#### [EXERCISE OBJECTIVE]
Print the passage of the Music for Hangovers text from "Live album by" to "of the albums.", word for word.

#### [DOCUMENT]
-- begin --

Live album by Cheap Trick
- Released: June 15, 1999
- Recorded: The Metro
- Genre: Rock
- Label: Cheap Trick Unlimited
- Producer: Cheap Trick

Cheap Trick chronology
| Cheap Trick (1997) | Music for Hangovers (1999) | Silver (2001) |

= Music for Hangovers =

Music for Hangovers is a live album and DVD by the rock band Cheap Trick. The album is a compilation from the band's four nights at The Metro (formerly Cabaret Metro) in Chicago, Illinois in 1998. On each of the four nights, Cheap Trick played one of their first four albums in their entirety to open the show, coinciding with the reissues of the albums.

-- end --

#### [GIVEN MATERIAL]

-- begin --

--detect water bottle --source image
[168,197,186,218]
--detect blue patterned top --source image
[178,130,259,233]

-- end --

#### [SOLVED EXERCISE]
Live album by Cheap Trick
- Released: June 15, 1999
- Recorded: The Metro
- Genre: Rock
- Label: Cheap Trick Unlimited
- Producer: Cheap Trick

Cheap Trick chronology
| Cheap Trick (1997) | Music for Hangovers (1999) | Silver (2001) |

= Music for Hangovers =

Music for Hangovers is a live album and DVD by the rock band Cheap Trick. The album is a compilation from the band's four nights at The Metro (formerly Cabaret Metro) in Chicago, Illinois in 1998. On each of the four nights, Cheap Trick played one of their first four albums in their entirety to open the show, coinciding with the reissues of the albums.